╭─ TEXTE EXTRAIT
Ven 08/12/2006   —   7 ans après la catastrophe, des journalistes de France 3 ont réalisé un reportage sur la double affaire de l'Erika, celle de l'accident maritime, et celle du mystère de son contenu, largement ignorée.
Un accident est presque normal. Il y en a toujours eu, on les comptabilise par des statistiques, et les assureurs savent bien que le risque zéro n'existe pas. S'il n'avait eu des conséquences aussi dramatiques qu'une marée noire, le naufrage de l'Erika n'aurait été qu'un fait divers. Et si le procès qui doit s'ouvrir en février (calendrier) ne juge que l'accident maritime, il ne vaudra pas plus qu'un accident entre automobilistes. Le procès à faire, et qui à ce jour n'est pas prévu, est celui du pétrole. Il intéresserait pourtant tous les automobilistes... Plus qu'un navire, l'Erika était une boite à anomalies, et il faut être bien naïf pour croire qu'il serait un cas unique. Peu après le naufrage, les services de secours qui tentent de pomper les nappes dans la mer ont toutes les peines du monde, car leurs pompes, pourtant prévues pour l'hydrocarbure qu'était déclaré contenir l'Erika, s'obstruent. L'hydrocarbure s'échappant du navire est plus épais, plus lourd, que ce à quoi on s'attendait. Une analyse d'Analytika viendra confirmer cela, mais on ne lui accordera pas de valeur légale. Ce qui par contre a une valeur légale, est que la quantité d'hydrocarbures chargée sur le navire, était supérieure à celle recommandée pour ce batiment. Avec le fait troublant que le temps de chargement fut 40 % plus long que prévu. Intérrogé sur ce point précis, Pierre Guyonnet, porte-parole de Total, l'affrêteur du navire, indique que « cela n'a aucune importance ».
╰─
╭─ DONNÉES FOURNIES
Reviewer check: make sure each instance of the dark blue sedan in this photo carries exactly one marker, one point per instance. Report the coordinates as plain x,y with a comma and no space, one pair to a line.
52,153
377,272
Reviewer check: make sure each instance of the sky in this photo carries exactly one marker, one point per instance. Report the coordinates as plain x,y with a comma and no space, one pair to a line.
╰─
╭─ DONNÉES FOURNIES
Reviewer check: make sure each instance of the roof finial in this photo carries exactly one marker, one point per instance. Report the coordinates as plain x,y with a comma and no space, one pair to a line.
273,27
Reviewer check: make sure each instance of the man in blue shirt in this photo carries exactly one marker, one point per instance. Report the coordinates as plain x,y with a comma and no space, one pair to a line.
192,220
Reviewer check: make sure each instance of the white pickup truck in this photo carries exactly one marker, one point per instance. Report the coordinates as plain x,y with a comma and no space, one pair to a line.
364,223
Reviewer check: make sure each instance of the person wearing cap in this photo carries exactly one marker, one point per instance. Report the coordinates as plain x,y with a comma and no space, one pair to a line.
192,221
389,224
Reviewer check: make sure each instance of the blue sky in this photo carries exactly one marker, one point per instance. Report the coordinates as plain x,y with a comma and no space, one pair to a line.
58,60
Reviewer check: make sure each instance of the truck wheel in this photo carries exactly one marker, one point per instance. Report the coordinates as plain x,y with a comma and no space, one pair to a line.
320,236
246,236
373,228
╰─
╭─ DONNÉES FOURNIES
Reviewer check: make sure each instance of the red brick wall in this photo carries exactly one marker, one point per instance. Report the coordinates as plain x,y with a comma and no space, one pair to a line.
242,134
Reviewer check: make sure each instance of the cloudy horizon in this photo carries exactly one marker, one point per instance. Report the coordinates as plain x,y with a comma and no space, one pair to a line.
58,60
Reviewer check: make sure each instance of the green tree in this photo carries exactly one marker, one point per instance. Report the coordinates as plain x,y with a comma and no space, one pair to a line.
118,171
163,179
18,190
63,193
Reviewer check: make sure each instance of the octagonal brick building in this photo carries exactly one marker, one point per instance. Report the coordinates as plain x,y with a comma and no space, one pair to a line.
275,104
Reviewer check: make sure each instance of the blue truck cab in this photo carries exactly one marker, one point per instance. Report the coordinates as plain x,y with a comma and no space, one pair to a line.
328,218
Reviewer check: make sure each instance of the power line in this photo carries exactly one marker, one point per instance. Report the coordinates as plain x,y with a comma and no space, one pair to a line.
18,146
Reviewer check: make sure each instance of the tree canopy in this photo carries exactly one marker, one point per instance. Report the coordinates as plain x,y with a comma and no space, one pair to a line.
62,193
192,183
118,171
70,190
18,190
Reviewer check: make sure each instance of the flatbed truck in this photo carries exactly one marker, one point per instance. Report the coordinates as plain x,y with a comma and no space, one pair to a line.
╰─
CONSIGNE ÉCRITE 1. D'après le texte sur l'Erika, de combien le temps de chargement du navire a-t-il dépassé ce qui était prévu ?
CONSIGNE ÉCRITE 2. Prolongez le texte sur l'Erika après sa dernière phrase.
Vous n'avez pas besoin des lignes.

RÉSULTAT 1. Il a été 40 % plus long que prévu.

RÉSULTAT 2.
Ce témoignane a été recueilli par Willy Colin et Antoine Placier, les 2 journalistes de France 3 qui ont réalisé un étonnant reportage pour l'émission Les clés de l'info. Cette émission dure une heure, elle est visible pendant quelques jours sur Internet en cliquant ici. On y apprend aussi que la quantité d'hydrocarbures chargée ne correspondait pas à ce que le client (un pétrolier italien) avait commandé. Il y en avait plus, mais le monsieur de chez Total dit que ce n'est « pas grave ». Il y a d'autres anomalies, et pour éclaircir la situation, il aurait fallu faire une expertise officielle de l'hydrocarbure pompé sur le navire dans les jours suivant le naufrage. Mais cette expertise a été empêchée par Total...

Ce qu'on soupçonne l'Erika d'avoir contenu était les déchets d'une raffinerie. Les résidus de crackage, le gras du gras, les boues de fonds de cuve, la partie tellement lourde du pétrole qu'il serait trop cher d'en faire quoi que ce soit. Ce sont des déchets dangereux, classés, dont l'exportation hors d'Europe est interdite, dont le traitement de fin de vie est cher, et fait l'objet de nombreux contrôles. Mais la production en est libre, et n'est soumise à aucun contrôle. Les raffineurs français sont simplement astreints à déclarer les quantités qu'ils retraitent en respectant les normes. C'est un système très fiable, contrôlé par la DRIRE, et il n'y a jamais d'erreur entre les quantités de déchets de raffinerie déclarées retraitées, et les quantités effectivement retraitées. Alors tout va bien, et c'est toujours mieux que les raffineries africaines qui ne retraitent rien. Les affaires peuvent continuer : 2 jours après la catastrophe de l'Erika, Total affrêtait un autre navire pour livrer le client italien qui attendait sa commande. Il fut bien chargé cette fois, on n'y mit que la quantité que le client avait demandé.

Vivement l'hydrogène.

La photo qui illustre cette page provient de l'excellent site http://www.mareenoire.info/.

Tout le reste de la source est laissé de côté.